• [Passage given]:
Cultural Heritage of Serbia
- Type: Immovable Cultural Heritage of Exceptional Importance
- Designated: 1989
- Reference no.: ЗМ 21

= Radovanje Grove =

Oak forest near Velika Plana, Serbia

Radovanje Grove (Радовањски луг / Radovanjski lug) is an oak forest located near Radovanje, Serbia. It is a natural memorial monument that covers 46 ha. It was first marked during the reign of Serbian Prince Alexander Karađorđević, and a memorial church dedicated to Karađorđe was built in 1936. It was categorized as Immovable Cultural Heritage of Exceptional Importance in 1979.

• [Task list]:
**1)** Answer these questions using the Radovanje Grove passage.
(a) How large is the area the grove covers?
(b) In what year was the memorial church built?
(c) During whose reign was the grove first marked?
**2)** Reproduce the part of the Radovanje Grove passage that starts with "Cultural Heritage of Serbia" and goes on through "Importance in 1979.".
**3)** Translate this sentence from the Radovanje Grove passage into Spanish: "It is a natural memorial monument that covers 46 ha."

• [Dataset rows]:
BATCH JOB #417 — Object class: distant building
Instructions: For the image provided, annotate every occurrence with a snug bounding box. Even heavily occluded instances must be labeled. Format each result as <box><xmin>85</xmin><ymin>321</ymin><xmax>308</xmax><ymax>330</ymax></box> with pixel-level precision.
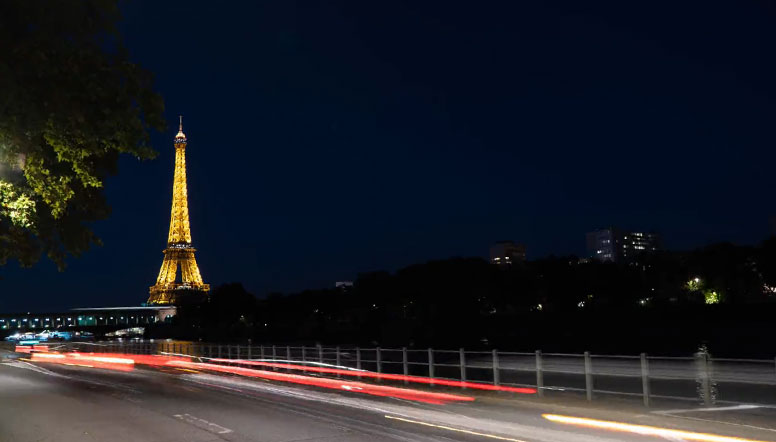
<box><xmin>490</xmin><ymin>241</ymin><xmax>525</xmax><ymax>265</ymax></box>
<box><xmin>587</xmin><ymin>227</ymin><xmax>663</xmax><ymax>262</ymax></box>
==
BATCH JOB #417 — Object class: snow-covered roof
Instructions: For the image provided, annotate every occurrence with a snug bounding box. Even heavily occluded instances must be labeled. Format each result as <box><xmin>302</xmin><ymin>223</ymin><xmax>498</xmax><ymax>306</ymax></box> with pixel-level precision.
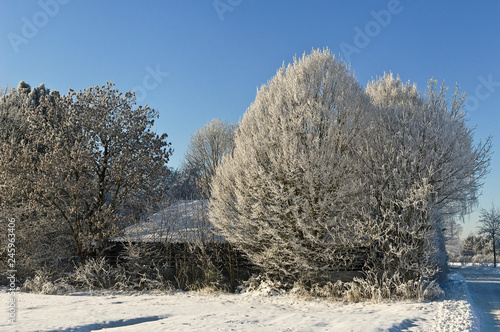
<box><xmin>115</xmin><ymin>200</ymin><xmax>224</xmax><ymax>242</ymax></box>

• [Outputs in order]:
**1)**
(a) 46 ha
(b) 1936
(c) Serbian Prince Alexander Karađorđević

**2)**
Cultural Heritage of Serbia
- Type: Immovable Cultural Heritage of Exceptional Importance
- Designated: 1989
- Reference no.: ЗМ 21

= Radovanje Grove =

Oak forest near Velika Plana, Serbia

Radovanje Grove (Радовањски луг / Radovanjski lug) is an oak forest located near Radovanje, Serbia. It is a natural memorial monument that covers 46 ha. It was first marked during the reign of Serbian Prince Alexander Karađorđević, and a memorial church dedicated to Karađorđe was built in 1936. It was categorized as Immovable Cultural Heritage of Exceptional Importance in 1979.

**3)** Es un monumento conmemorativo natural que abarca 46 ha.